- WHAT TO DO -
Return the following entries exactly, word for word.

- DATASET ENTRIES -
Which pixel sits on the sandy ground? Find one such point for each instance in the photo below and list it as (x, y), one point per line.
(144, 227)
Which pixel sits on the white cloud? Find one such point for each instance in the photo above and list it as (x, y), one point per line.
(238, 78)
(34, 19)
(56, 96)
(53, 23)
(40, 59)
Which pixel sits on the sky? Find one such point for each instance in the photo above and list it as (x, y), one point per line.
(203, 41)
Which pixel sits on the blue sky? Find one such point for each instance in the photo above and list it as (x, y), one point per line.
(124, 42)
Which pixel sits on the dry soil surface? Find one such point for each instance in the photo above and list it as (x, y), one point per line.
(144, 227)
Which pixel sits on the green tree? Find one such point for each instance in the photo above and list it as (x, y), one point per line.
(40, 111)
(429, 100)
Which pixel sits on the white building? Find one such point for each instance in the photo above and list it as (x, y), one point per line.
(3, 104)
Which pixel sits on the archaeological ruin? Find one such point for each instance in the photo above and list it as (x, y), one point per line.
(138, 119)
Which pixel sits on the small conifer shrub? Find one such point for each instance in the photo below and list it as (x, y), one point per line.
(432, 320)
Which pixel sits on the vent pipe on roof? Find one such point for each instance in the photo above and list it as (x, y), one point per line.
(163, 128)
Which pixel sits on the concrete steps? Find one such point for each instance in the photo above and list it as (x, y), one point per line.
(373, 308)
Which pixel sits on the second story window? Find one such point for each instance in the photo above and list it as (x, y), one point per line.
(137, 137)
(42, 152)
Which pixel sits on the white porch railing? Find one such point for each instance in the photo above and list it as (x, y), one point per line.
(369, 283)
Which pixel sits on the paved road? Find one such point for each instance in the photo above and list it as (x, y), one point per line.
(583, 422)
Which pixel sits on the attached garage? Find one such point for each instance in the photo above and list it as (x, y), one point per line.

- WORKED SOLUTION -
Which pixel sits on the sandy ground? Find one such point for each instance in the photo below and list it as (x, y), one point per line.
(144, 227)
Which pixel sits on the white cloud? Find one such point for each instance in the photo above and list it as (x, y), one point per line.
(238, 78)
(34, 19)
(56, 96)
(53, 23)
(40, 59)
Which pixel sits on the sky? Find one such point for each instance in the photo above and list it as (x, y), one point per line.
(203, 41)
Which pixel sits on the blue sky? Find one such point for each instance in the photo above and list it as (x, y), one point per line.
(124, 42)
Which pixel sits on the dry soil surface? Find one such point for each instance in the photo above and list it as (x, y), one point per line.
(144, 227)
Which pixel sits on the green tree? Find one such point for each instance in the photo above and list it as (x, y), one point per line.
(40, 111)
(429, 100)
Which pixel sits on the white building? Find one such point for each instance in the photo above and list it as (x, y), one point per line.
(3, 104)
Which pixel sits on the archaeological ruin? Find one such point for each instance in the photo above and list it as (x, y), one point per line.
(138, 119)
Which pixel sits on the small conifer shrub? Find one such point for each instance in the photo below and list it as (x, y), one point per line.
(432, 320)
Which pixel sits on the vent pipe on roof? Find one such point for each instance in the photo above and list it as (x, y), one point per line.
(163, 128)
Which pixel sits on the concrete steps? Find one such point for each instance in the photo above and list it as (x, y), one point per line.
(373, 308)
Which pixel sits on the second story window? Find one such point for each instance in the photo above and list it as (x, y), one point per line.
(137, 137)
(42, 152)
Which pixel sits on the white porch railing? Find one such point for each instance in the photo above and list it as (x, y), one point per line.
(369, 283)
Which pixel sits on the paved road? Find one such point for each instance in the photo above and list it as (x, y), one point per line.
(583, 422)
Which pixel sits on the attached garage? Find one such point for each instance in the photo above and list it as (x, y), one point per line.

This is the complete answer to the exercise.